The current "three bombs" in front of us deserve serious attention.
**First, debt pressure**. U.S. national debt has surpassed $38.5 trillion, with annual interest payments alone enough to impose a heavy burden on fiscal policy. The question is, how long can such a debt scale be sustained?
**Second, market structure imbalance**. About one-third of the S&P 500 index's weight is concentrated in seven tech giants. If the AI narrative shifts, this highly concentrated structure could collapse instantly.
**Third, trust rebuilding**. Global central banks are purchasing gold at a rate of 1,000 tons per year—an act of losing confidence in the dollar's credit. Countries buy gold to diversify risk, reflecting concerns over the stability of the traditional system.
The crazy rise in gold essentially signals that the old system is under pressure.
**What to do?** Instead of chasing gold prices higher and going all-in, it's time to rethink asset allocation. True hedging isn't about betting on a single asset but about proactively allocating assets with resistance to censorship, decentralization, and transparent rules—this is precisely the new positioning of cryptocurrencies in this era.
Now, the question becomes more interesting: when traditional safe-haven assets sound the alarm, what role will cryptocurrencies play? Will they become a safe harbor for funds flowing out of the traditional system? Or continue as high-volatility risk assets? Or independently develop their own market logic? This is worth deep reflection for every participant.

— PARTS OF THE EXERCISE —
1. Reproduce the stretch from "The crazy rise" through "in this era." in the commentary on gold and market risks.
2. In the commentary on gold and market risks, how much gold are global central banks said to be purchasing each year?
The records play no part in this work.

Excerpts of pointing data:
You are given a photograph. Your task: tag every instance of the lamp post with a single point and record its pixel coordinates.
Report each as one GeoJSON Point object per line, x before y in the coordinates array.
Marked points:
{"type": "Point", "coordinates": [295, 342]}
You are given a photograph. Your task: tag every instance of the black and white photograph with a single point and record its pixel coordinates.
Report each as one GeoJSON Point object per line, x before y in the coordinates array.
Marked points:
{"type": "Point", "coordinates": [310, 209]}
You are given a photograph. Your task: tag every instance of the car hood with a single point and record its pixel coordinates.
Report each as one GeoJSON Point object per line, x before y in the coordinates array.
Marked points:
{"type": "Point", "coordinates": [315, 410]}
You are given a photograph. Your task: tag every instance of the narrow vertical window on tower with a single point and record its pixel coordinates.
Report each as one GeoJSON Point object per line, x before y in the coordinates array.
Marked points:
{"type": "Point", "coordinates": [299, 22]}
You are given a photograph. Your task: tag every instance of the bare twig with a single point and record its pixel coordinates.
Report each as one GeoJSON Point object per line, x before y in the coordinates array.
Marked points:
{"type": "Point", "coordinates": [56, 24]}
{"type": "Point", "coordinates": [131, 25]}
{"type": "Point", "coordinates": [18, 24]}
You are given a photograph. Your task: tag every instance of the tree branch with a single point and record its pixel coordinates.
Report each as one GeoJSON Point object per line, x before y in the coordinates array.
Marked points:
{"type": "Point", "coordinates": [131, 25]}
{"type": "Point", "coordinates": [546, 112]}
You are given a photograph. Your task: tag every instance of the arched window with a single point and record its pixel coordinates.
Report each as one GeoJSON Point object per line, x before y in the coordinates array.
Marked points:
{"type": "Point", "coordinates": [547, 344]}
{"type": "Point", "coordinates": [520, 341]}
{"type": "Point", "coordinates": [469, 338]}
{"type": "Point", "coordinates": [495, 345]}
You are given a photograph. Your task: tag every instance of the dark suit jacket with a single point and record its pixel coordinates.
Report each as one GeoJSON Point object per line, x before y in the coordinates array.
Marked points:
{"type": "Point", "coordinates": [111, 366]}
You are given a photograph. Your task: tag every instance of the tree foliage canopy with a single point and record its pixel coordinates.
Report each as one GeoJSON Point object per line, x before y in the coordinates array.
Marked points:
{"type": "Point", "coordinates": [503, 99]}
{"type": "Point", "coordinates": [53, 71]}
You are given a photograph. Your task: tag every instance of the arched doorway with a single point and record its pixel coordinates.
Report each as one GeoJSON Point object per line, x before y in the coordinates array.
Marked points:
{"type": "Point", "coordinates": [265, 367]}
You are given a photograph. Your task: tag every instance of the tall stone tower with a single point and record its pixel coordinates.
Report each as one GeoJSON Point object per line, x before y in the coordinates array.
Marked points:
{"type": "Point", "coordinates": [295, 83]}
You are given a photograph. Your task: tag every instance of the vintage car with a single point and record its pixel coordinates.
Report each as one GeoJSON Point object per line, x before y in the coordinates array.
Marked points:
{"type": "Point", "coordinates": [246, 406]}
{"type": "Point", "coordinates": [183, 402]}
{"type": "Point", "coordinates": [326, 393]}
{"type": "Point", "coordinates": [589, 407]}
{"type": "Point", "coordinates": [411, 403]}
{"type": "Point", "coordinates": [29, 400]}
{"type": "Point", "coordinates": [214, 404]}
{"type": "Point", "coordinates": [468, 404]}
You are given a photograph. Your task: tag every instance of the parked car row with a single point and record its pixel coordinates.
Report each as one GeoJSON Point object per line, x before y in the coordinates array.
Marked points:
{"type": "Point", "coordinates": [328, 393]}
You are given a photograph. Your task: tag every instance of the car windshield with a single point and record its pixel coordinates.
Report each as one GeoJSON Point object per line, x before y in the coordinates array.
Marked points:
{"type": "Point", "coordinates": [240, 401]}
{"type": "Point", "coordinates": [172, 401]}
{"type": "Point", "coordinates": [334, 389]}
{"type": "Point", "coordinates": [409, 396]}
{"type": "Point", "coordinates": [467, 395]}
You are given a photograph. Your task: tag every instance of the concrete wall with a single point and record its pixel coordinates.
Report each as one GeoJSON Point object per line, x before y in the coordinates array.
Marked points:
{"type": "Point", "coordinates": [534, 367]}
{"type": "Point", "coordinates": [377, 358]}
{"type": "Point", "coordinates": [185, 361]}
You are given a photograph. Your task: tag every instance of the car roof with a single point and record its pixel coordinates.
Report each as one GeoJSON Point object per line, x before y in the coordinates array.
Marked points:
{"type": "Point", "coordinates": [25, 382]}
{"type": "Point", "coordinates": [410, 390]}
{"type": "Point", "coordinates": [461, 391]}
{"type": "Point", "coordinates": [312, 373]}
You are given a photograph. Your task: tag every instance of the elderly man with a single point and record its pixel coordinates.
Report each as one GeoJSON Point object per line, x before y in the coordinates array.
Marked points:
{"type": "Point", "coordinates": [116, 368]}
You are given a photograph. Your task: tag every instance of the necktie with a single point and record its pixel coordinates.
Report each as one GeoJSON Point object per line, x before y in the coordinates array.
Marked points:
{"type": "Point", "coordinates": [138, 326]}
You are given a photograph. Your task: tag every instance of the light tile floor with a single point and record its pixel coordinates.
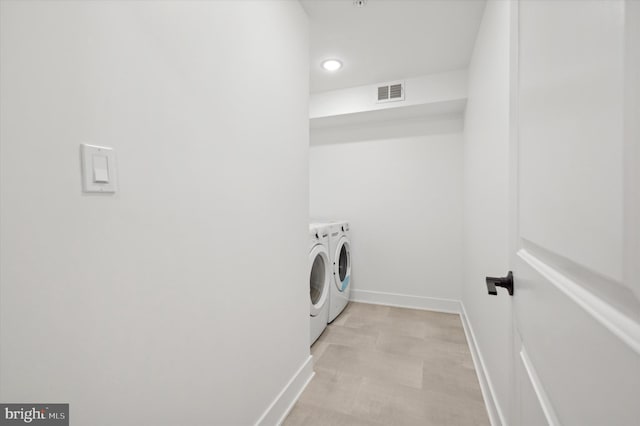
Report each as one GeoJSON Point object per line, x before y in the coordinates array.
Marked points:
{"type": "Point", "coordinates": [379, 365]}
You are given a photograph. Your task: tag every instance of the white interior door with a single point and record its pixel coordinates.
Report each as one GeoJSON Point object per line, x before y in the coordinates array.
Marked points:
{"type": "Point", "coordinates": [575, 257]}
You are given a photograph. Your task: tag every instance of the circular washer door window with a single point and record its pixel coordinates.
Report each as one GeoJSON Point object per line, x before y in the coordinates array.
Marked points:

— OUTPUTS BY TASK —
1.
The crazy rise in gold essentially signals that the old system is under pressure.
**What to do?** Instead of chasing gold prices higher and going all-in, it's time to rethink asset allocation. True hedging isn't about betting on a single asset but about proactively allocating assets with resistance to censorship, decentralization, and transparent rules—this is precisely the new positioning of cryptocurrencies in this era.

2. 1,000 tons per year.